» **The request**
Pick out every line in the items below that contains the word "chocolate", and copy each such line in full. Match case exactly.

» **Supplied records**
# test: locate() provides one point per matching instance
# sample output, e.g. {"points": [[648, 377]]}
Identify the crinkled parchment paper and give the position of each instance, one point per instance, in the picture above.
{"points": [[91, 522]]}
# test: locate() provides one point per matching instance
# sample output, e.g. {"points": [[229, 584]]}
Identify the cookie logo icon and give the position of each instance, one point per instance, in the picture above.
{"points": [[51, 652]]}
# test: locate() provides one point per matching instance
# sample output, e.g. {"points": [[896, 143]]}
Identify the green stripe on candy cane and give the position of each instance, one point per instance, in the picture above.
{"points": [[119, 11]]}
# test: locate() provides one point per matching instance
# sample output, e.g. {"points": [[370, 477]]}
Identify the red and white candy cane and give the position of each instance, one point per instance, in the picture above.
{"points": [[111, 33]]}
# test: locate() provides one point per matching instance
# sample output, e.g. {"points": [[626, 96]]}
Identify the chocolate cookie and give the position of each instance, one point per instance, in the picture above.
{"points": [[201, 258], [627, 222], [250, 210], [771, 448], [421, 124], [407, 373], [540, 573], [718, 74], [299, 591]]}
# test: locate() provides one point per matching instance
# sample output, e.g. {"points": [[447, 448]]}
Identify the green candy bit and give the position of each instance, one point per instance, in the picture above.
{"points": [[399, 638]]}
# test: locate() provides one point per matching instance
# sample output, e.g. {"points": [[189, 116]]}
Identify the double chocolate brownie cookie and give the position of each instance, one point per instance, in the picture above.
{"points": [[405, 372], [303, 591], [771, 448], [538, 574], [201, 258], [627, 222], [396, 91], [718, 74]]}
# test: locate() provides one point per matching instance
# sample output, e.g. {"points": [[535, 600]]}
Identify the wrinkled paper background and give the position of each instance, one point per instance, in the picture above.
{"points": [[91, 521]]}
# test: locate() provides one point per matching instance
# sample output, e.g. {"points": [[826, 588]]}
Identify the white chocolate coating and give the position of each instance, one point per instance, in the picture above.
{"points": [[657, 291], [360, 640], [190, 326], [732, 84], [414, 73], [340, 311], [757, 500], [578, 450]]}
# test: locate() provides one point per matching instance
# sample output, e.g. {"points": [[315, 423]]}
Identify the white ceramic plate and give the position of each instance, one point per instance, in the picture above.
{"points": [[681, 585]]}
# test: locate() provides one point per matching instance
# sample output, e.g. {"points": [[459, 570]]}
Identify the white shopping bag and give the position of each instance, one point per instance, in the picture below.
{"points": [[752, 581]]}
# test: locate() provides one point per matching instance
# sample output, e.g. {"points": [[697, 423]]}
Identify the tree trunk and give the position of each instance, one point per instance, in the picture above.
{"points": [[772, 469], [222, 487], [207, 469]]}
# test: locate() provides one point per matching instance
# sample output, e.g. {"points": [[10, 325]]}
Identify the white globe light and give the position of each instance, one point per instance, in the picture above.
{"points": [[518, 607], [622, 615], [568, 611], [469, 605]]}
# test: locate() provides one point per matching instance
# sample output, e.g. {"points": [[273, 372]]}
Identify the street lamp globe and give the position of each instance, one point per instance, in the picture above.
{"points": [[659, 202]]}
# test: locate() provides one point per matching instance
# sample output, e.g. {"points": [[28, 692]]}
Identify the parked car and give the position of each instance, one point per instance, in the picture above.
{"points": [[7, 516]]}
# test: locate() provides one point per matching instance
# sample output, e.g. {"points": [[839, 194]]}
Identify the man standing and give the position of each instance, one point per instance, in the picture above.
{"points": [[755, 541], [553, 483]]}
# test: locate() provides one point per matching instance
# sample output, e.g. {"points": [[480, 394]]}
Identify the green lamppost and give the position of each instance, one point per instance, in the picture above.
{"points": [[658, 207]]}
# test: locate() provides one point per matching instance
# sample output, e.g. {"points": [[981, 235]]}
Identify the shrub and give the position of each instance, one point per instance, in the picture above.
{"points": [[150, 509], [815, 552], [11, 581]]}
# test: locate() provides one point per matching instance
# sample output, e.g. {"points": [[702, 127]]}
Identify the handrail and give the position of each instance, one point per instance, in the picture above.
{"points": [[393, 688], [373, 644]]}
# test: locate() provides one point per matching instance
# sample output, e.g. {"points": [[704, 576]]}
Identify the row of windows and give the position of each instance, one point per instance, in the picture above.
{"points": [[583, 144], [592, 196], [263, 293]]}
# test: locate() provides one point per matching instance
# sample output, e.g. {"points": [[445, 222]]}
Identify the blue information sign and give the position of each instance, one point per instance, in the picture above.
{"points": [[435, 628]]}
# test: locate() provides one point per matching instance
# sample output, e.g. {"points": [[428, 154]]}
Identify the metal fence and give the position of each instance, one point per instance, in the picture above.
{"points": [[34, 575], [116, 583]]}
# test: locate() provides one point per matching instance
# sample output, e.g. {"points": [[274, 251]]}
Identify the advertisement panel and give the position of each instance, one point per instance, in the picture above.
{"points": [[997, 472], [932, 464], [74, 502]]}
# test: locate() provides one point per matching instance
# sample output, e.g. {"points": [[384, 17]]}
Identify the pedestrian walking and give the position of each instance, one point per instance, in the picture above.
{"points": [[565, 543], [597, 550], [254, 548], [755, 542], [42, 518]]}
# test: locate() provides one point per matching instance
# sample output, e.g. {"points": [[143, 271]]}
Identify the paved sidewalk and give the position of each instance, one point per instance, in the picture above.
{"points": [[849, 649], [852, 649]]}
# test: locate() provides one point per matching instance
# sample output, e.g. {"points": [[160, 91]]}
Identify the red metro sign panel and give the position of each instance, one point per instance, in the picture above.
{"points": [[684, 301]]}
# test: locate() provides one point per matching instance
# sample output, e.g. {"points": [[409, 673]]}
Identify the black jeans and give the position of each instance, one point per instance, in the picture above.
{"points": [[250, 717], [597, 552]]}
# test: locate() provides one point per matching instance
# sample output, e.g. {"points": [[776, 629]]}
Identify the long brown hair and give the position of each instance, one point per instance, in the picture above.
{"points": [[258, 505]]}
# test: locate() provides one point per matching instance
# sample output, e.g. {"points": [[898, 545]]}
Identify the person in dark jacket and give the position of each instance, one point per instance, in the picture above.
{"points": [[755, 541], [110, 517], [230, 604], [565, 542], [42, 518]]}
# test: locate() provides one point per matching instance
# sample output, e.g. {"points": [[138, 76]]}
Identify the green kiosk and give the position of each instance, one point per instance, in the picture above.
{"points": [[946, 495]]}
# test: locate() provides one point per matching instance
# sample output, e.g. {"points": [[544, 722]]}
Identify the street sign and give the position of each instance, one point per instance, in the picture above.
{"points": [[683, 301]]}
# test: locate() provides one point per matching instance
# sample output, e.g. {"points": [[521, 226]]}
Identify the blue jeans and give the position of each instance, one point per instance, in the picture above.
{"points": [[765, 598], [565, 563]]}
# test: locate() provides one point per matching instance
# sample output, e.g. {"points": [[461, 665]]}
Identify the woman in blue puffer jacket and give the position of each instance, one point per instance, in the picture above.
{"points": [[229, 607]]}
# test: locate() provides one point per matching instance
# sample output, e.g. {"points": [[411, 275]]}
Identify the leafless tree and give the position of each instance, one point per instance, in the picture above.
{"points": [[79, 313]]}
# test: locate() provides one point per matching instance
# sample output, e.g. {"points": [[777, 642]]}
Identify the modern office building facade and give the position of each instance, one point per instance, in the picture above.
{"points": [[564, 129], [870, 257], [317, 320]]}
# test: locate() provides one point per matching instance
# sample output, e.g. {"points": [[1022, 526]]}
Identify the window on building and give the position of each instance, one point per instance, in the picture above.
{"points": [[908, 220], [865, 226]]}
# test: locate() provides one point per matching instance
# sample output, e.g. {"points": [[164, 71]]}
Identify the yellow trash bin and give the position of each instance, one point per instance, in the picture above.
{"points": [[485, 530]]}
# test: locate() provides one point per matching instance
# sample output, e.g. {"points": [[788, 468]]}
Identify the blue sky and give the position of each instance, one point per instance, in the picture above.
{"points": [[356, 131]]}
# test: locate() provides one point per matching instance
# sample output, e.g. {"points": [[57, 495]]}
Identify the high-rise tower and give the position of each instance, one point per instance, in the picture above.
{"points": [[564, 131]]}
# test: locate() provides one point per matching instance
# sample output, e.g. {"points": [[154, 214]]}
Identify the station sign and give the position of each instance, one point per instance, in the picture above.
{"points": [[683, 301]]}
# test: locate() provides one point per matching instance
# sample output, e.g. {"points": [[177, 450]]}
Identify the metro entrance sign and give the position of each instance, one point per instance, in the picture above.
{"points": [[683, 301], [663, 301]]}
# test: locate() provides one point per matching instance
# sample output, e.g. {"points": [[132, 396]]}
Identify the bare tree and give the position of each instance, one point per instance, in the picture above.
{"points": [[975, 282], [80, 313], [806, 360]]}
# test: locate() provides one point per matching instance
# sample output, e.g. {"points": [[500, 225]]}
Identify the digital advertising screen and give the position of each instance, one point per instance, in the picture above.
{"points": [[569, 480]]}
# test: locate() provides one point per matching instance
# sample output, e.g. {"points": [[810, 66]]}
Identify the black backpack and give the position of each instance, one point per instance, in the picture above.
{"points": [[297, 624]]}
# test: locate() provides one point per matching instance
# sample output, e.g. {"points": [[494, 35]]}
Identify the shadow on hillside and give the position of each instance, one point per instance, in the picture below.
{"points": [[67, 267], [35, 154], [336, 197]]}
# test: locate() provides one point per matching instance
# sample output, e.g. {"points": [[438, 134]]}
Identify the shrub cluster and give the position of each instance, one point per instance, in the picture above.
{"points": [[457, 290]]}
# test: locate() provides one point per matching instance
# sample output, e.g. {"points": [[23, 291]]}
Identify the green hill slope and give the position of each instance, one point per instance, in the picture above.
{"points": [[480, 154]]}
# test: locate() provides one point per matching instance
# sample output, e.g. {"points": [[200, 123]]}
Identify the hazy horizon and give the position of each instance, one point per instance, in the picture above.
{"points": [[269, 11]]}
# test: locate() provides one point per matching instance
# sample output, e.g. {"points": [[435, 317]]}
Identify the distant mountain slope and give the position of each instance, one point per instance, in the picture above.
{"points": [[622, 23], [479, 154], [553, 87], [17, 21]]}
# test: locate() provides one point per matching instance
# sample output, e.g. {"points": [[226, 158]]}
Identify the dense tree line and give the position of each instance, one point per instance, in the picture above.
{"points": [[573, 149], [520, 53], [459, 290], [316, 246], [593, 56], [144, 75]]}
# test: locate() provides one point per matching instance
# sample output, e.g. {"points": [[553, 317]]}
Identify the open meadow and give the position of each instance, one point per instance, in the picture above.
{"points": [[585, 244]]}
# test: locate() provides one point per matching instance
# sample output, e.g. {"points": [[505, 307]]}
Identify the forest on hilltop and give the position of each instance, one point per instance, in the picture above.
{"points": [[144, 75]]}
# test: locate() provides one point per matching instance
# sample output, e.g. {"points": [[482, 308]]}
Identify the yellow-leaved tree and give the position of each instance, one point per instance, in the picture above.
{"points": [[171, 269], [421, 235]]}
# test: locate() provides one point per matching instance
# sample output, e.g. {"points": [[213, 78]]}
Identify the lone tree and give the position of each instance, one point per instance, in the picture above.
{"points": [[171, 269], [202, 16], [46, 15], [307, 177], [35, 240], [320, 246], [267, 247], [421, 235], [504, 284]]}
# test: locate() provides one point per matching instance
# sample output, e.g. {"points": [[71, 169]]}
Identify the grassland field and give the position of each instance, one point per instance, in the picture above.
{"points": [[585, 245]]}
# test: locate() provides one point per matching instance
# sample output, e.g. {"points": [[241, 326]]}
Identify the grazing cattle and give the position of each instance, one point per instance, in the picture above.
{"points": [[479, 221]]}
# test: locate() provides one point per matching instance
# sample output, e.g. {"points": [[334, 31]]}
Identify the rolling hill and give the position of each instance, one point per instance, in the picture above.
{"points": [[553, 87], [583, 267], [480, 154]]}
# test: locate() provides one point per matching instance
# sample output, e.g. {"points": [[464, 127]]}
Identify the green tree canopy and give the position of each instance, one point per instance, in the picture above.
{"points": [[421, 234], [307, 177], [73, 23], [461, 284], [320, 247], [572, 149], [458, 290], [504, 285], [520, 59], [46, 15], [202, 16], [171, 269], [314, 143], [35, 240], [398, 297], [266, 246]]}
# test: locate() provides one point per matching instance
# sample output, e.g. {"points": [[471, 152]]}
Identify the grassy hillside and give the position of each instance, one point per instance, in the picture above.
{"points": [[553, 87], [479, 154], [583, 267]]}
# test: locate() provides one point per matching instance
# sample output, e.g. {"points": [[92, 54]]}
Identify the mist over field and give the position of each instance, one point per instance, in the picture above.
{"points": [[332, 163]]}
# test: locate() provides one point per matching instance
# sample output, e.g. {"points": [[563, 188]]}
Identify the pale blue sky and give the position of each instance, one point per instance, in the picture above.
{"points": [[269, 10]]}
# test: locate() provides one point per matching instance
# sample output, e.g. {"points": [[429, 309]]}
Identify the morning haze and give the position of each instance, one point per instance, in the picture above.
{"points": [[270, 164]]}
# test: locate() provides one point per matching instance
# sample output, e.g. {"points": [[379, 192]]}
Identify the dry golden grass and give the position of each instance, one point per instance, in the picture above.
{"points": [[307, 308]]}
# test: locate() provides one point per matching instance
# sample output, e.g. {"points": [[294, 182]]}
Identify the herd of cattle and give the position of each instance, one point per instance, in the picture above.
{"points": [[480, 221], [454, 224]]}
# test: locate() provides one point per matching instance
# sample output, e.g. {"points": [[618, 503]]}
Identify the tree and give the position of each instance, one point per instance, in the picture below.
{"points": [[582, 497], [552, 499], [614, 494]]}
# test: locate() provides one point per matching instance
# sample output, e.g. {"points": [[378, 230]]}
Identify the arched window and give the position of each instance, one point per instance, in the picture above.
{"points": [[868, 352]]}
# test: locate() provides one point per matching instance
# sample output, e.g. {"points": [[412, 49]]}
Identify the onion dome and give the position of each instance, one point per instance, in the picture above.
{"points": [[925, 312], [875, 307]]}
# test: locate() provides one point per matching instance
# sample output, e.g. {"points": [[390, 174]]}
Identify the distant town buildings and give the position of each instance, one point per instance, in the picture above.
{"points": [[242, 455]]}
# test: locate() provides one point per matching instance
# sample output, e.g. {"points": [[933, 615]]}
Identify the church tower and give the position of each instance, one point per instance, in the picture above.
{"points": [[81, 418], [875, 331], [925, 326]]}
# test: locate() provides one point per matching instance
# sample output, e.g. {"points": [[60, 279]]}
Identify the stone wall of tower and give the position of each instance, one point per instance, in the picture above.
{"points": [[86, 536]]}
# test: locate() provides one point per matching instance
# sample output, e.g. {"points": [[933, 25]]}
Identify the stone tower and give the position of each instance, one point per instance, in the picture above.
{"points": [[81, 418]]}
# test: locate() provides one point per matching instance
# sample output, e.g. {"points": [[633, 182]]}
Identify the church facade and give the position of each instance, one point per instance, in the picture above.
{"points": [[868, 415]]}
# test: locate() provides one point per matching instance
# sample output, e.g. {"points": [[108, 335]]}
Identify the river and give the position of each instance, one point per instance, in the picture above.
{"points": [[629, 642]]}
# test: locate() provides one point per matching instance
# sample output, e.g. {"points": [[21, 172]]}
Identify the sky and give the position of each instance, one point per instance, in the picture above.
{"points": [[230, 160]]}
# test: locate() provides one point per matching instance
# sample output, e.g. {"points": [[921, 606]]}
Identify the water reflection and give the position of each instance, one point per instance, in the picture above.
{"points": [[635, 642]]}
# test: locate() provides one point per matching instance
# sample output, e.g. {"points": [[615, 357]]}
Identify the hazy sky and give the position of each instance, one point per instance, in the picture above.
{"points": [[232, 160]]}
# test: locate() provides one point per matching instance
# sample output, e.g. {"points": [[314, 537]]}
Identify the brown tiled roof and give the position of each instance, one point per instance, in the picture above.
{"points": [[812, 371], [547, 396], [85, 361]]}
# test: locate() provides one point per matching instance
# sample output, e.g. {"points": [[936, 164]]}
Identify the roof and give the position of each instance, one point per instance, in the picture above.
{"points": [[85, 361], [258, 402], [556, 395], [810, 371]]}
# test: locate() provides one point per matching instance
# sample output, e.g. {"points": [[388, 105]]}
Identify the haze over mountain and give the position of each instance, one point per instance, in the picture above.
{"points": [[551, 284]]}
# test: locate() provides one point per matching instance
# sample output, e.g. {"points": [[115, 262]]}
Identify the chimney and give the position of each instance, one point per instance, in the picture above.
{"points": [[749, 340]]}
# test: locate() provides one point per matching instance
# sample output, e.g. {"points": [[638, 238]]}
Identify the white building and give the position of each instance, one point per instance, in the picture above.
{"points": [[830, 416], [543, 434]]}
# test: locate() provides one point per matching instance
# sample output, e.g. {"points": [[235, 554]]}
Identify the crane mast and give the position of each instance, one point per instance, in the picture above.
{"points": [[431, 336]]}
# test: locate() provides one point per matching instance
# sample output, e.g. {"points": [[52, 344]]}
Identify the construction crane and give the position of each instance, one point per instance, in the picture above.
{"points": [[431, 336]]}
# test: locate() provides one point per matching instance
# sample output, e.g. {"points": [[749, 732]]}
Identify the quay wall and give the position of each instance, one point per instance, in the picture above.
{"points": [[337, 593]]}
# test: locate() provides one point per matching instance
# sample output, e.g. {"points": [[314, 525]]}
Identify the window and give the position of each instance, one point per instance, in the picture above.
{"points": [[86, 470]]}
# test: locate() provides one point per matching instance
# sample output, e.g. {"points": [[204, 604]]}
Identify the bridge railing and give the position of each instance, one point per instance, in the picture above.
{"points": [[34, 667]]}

» **Answer below**
Identify the chocolate cookie and give the position of each instance, one point per instance, in the picture above.
Identify the double chocolate brownie cookie and give the position of each instance, one point per instance, in the picture above.
Identify the white chocolate coating and give the position of each instance, one point per instance, in the picture above.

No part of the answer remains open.